# Set of tasks
a - Answer these questions from the post about racism, marking each answer (i), (ii), (iii):
(i) In what city did the incident involving George Floyd occur?
(ii) How many years had Nelson Mandela spent in prison?
(iii) Which prime minister gave Mandela the privilege of speaking from the floor of the House of Commons?
b - Summarize the post about racism in two sentences.
c - Transcribe the post about racism between "Black Lives Matter" and "around the world.", inclusive.

# Document excerpt
___
Black Lives Matter is a major issue facing the world: Racism June 14, 2020

George Floyd is on the ground with a police officer's knee against his throat for nine minutes. His last words were, "I can't breathe." This incident occurred in Minneapolis USA. George Floyd is dead and the protests, peaceful and destructive, are happening around the world.
Nelson Mandela peacefully restored South Africa's Democracy

These words are James Baldwin's on racial clashes, “…it is ultimately fatal to create too many victims. The victor can do nothing with these victims, for they do not belong to him…They belong to the people he is fighting. The people know this, and as inexorably as the roll call — the honor roll — of victims expands, so does their will become inexorable: they resolve that these dead, their brethren, shall not have died in vain. When this point is reached, however long the battle may go on, the victor can never be the victor: on the contrary, all his energies, his entire life are bound up in a terror he cannot articulate, a mystery he cannot read, a battle he cannot win — he has simply become the prisoner of the people he thought to cow, chain, or murder into submission.”
George Floyd and many other men and women stand as Baldwin's victims when racial conflicts build and fester in all of society.
Nelson Mandela was featured in a Globe and Mail article June 18, 2020 on the occasion of his visit to Canada on June 18, 1990 where he was given the privilege of speaking in Canada's House of Commons.  ""He had spent 27 years in prison for conspiring to overthrow the apartheid government of South Africa. On Feb. 11, he finally walked out of prison a free man and in a speech before a massive crowd of supporters declared: “I greet you all in the name of peace, democracy and freedom.” Despite all those years of incarceration, Mandela was not bitter. Instead, he focused on rebuilding a South Africa free of institutionalized racial discrimination. Four months later on this date, Mandela visited Canada – a country that had steadfastly supported sanctions against the white government. Then-prime minister Brian Mulroney gave the former political prisoner the privilege (as a non-head of state) to speak from the floor of the House of Commons where Mandela thanked Canadians for having “reached out across the seas … to the rebels, the fugitives, and the prisoners” of the anti-apartheid regime. Four years later, Mandela, then 75, became the country’s first Black president. He visited Canada twice more, and each time, was greeted by throngs who wanted to be near the man who had become a global symbol of peace, forgiveness and reconciliation.""
In 2020 around the world, especially in the USA White Privilege and Systemic Racism plays an ever-growing part in our daily affairs. Talk, more talk and protests, violent as well as peaceful, are carried  on the News of the Day. During the last century the issues have improved for all its' citizens but still we ask how can this be in the year 2020? I say:
"When, in the fullness of time all races of children while playing, learning, and growing together into married couples with interracial children, will we begin to see the platitudes of white privilege and systemic racism lessen until it eventually disappears. Changing attitudes and enough time will bring this crippling disease to society’s knees."
___
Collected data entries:
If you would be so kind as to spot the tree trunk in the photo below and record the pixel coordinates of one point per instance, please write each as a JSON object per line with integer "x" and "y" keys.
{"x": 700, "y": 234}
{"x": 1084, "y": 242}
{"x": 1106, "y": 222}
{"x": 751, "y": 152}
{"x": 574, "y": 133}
___
# Expected outputs
a -
(i) Minneapolis, USA
(ii) 27 years
(iii) Brian Mulroney

b - The post describes George Floyd dying in Minneapolis with a police officer's knee against his throat for nine minutes, notes the protests happening around the world, and quotes James Baldwin on how creating too many victims leaves the victor a prisoner of the people he sought to subdue. It recalls Nelson Mandela's 1990 visit to Canada after 27 years in prison and his later election as South Africa's first Black president, and it ends with the hope that children of all races growing up together, along with changing attitudes and time, will lessen white privilege and systemic racism until they disappear.

c -
Black Lives Matter is a major issue facing the world: Racism June 14, 2020

George Floyd is on the ground with a police officer's knee against his throat for nine minutes. His last words were, "I can't breathe." This incident occurred in Minneapolis USA. George Floyd is dead and the protests, peaceful and destructive, are happening around the world.